## Task details:
Look in the material below for the line holding "Please drop a marker on the blue object". Set it down exactly, with each later line up to and including the line holding "Please drop a marker on the sky".

--- Data for this exercise ---

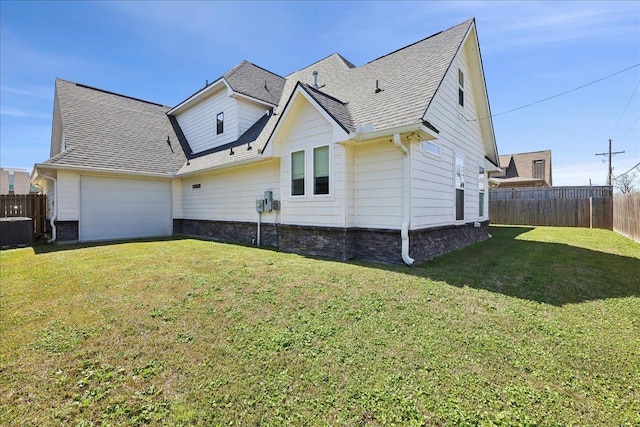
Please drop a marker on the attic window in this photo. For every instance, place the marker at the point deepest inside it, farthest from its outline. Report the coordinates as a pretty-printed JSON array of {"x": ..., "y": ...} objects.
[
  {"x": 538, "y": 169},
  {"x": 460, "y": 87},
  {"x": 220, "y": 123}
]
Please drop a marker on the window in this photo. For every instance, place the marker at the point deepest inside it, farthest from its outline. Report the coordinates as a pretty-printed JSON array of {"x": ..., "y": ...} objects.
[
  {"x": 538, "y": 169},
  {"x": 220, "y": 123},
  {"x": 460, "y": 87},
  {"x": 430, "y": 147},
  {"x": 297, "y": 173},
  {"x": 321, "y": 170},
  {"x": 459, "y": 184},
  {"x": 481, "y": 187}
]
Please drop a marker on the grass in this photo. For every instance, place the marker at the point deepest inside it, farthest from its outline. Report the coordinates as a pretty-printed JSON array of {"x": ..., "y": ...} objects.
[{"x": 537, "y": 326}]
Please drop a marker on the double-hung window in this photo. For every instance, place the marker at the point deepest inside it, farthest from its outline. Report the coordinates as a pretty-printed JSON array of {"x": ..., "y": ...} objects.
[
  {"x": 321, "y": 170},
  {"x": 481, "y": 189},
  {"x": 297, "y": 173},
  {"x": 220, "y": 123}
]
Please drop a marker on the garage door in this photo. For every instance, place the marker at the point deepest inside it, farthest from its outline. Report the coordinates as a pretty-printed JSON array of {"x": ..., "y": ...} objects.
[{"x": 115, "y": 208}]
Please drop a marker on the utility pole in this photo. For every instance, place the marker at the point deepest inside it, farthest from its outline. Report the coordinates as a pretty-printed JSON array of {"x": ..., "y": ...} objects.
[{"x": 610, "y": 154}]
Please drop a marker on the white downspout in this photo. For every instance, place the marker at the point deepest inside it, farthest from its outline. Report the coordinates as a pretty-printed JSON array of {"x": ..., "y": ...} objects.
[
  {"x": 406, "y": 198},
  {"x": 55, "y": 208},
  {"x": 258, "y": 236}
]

---
--- Data for this exercise ---

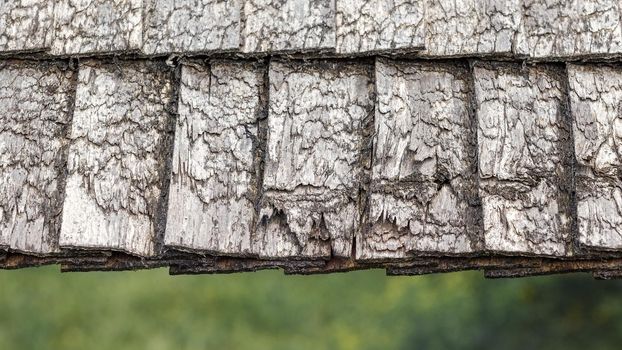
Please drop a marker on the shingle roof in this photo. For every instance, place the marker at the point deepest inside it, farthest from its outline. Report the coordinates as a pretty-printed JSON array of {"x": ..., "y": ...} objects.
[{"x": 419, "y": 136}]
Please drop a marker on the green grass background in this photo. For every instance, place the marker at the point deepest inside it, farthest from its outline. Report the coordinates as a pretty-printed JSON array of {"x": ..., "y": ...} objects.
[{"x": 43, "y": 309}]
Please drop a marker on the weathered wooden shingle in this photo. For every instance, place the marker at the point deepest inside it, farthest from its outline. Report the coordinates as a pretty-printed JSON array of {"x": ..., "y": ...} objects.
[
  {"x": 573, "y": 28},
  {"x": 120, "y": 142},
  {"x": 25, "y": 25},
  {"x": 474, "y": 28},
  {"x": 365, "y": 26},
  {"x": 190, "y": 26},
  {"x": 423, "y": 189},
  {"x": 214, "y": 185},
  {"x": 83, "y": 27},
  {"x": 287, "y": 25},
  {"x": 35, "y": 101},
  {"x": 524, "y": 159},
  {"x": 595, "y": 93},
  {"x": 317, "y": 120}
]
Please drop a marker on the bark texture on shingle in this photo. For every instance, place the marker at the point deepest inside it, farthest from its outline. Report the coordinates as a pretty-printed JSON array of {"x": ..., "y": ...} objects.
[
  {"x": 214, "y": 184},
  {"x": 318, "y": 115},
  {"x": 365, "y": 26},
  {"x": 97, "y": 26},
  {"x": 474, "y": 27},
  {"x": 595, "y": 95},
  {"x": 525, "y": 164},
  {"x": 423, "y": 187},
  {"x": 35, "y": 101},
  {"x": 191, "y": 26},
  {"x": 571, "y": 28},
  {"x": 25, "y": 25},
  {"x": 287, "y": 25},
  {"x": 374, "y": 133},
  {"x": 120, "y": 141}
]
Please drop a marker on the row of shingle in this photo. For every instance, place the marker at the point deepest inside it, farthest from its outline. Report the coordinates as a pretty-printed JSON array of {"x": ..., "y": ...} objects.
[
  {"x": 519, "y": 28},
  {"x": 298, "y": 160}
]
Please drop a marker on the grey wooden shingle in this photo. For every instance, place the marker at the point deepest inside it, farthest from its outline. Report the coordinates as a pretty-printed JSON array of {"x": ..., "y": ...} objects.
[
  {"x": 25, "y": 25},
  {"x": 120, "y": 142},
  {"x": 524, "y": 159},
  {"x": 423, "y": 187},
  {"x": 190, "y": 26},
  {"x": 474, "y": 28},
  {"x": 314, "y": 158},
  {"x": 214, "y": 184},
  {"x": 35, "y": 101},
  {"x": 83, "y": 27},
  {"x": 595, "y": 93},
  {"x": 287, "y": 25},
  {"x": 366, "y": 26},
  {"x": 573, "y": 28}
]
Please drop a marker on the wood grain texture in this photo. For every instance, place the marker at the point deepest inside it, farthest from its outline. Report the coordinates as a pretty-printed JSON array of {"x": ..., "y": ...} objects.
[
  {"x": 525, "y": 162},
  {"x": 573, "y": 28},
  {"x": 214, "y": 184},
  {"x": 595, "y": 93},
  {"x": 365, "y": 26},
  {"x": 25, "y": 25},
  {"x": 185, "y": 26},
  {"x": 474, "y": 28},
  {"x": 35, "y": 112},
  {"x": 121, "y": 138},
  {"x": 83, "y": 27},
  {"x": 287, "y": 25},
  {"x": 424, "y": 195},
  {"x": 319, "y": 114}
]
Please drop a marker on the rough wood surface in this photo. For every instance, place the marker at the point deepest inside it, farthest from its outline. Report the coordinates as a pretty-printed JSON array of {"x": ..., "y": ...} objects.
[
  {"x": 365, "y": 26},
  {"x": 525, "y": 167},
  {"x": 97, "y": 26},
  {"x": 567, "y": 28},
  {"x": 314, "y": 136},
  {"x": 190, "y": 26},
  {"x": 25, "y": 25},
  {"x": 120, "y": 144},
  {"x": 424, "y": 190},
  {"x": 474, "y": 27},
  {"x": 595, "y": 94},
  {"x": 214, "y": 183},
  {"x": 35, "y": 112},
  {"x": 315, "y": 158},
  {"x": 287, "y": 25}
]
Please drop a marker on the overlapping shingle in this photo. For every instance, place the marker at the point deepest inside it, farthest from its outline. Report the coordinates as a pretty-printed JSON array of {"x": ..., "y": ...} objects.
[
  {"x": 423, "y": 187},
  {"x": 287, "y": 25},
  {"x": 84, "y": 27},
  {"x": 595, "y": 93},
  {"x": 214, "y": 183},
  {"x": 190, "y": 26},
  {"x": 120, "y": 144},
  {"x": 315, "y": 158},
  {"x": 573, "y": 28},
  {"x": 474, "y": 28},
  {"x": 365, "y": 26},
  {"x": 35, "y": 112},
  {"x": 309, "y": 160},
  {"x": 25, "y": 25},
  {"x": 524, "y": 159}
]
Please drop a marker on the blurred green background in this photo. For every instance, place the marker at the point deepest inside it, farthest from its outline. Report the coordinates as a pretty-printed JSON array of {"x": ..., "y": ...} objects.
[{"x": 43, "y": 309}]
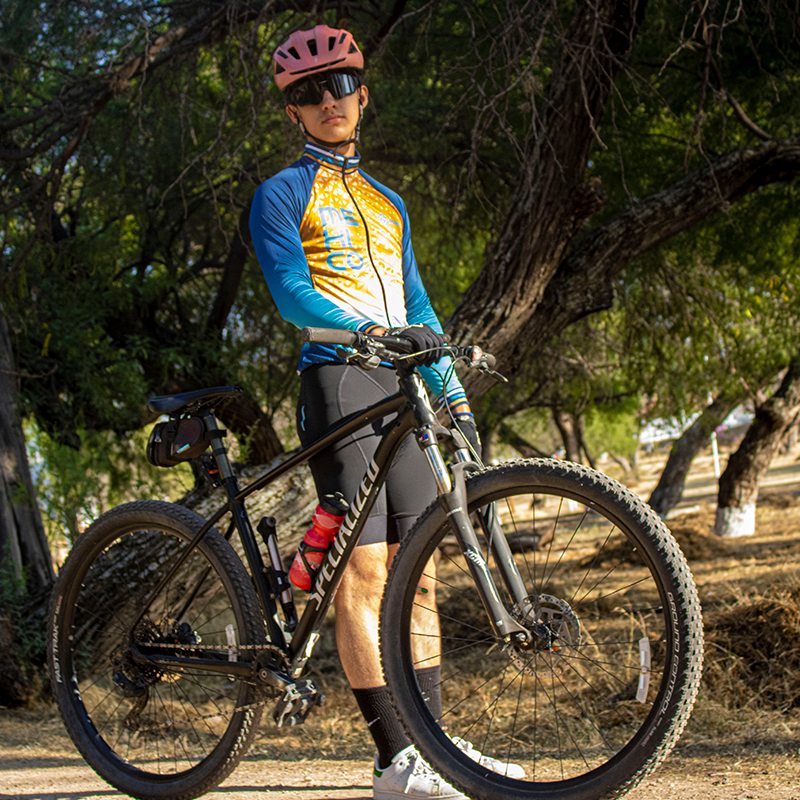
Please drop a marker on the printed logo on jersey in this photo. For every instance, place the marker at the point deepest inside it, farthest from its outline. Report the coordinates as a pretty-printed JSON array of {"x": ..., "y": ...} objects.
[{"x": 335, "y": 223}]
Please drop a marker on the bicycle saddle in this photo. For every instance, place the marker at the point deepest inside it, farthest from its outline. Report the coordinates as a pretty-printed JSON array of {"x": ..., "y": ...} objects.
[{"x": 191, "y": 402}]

---
--- Data for this exercise ---

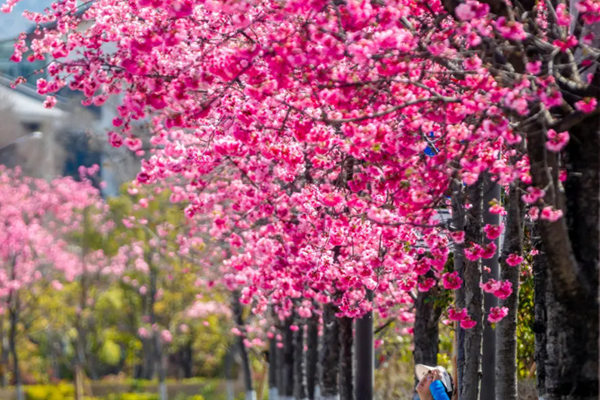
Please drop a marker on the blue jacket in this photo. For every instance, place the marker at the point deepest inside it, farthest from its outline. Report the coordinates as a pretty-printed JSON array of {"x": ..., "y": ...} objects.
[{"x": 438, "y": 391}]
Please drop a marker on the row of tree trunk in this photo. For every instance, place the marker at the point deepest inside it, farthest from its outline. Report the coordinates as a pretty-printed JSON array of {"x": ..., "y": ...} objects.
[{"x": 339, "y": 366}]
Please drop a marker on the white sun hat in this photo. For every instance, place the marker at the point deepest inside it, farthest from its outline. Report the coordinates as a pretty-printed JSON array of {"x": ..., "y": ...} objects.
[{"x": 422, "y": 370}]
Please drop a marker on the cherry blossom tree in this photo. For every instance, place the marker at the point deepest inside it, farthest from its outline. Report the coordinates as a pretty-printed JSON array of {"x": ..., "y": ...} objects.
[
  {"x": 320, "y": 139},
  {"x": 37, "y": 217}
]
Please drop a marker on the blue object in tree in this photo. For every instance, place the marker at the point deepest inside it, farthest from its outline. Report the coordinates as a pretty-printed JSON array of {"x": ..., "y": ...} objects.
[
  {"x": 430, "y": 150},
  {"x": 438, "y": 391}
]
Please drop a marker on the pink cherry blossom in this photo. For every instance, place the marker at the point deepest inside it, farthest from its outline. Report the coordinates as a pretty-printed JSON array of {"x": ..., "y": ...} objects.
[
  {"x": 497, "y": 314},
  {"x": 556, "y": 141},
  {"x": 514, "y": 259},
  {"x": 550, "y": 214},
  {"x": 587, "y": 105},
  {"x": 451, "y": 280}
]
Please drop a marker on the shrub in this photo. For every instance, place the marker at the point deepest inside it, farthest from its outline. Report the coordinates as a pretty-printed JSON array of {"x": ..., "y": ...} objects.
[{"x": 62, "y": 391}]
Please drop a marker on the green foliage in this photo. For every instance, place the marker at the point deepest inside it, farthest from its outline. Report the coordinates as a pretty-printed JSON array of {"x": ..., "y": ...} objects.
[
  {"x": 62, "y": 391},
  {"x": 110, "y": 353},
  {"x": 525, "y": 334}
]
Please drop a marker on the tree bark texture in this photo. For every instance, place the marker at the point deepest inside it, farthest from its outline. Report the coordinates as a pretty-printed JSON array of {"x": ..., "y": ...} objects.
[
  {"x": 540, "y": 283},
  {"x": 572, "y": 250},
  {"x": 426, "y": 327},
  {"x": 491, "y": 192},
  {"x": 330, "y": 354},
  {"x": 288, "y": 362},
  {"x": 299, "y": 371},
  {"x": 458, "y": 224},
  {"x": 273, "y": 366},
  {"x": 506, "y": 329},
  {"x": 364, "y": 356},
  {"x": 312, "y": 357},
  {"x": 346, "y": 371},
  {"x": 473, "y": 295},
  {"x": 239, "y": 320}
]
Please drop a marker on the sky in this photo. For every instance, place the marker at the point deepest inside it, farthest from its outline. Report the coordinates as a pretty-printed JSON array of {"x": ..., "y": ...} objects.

---

## Exercise response:
Please drop a marker on the blue object in tree in this photo. For every instance, place the marker at the point deepest inside it, farthest from its outline. Report the coordinates as a pretty-printed JSON array of {"x": ..., "y": ...} objects.
[
  {"x": 430, "y": 150},
  {"x": 438, "y": 391}
]
Please drop a marker on the pink cherry blossom in this photo. For every instance, place the marker at the point deepest inside it, farthest from its outline. Report the coordinates as a pretty-printed JSON array of {"x": ..., "y": ...} objects.
[
  {"x": 497, "y": 314},
  {"x": 556, "y": 141},
  {"x": 514, "y": 259},
  {"x": 550, "y": 214},
  {"x": 587, "y": 105},
  {"x": 451, "y": 280}
]
Please drop a marker on the shrub in this photo. For every instance, place the marker at the point deepest inside it, farthest from its outline. Report the coordinates as a pretty-printed JSON array of {"x": ..., "y": ...} objects.
[{"x": 62, "y": 391}]
Please drop a marker on the green foliage in this photo. For every instance, place the marker at the point deepest inside it, farthest from its outline. Report the coordinates as a pretty-printed JSON array of {"x": ..., "y": ...} objects.
[
  {"x": 62, "y": 391},
  {"x": 110, "y": 353},
  {"x": 525, "y": 334}
]
Please drop a marker on the tree bark texture in this photo. For every instance, place the marker at the point deepest inside it, farthest from its outline. Report the coordinates as a pretty-printed JSON array of {"x": ..., "y": ...} objects.
[
  {"x": 540, "y": 283},
  {"x": 572, "y": 250},
  {"x": 426, "y": 327},
  {"x": 491, "y": 192},
  {"x": 330, "y": 354},
  {"x": 288, "y": 362},
  {"x": 299, "y": 371},
  {"x": 458, "y": 224},
  {"x": 273, "y": 366},
  {"x": 506, "y": 329},
  {"x": 364, "y": 356},
  {"x": 312, "y": 357},
  {"x": 346, "y": 371},
  {"x": 473, "y": 295},
  {"x": 239, "y": 320}
]
Please drop a marker on the sky in this photo. For every instance, place the marker at the point deepest inside it, farthest from its outline. Report the coordinates as a pretty-printed JSON array of {"x": ..., "y": ...} objects.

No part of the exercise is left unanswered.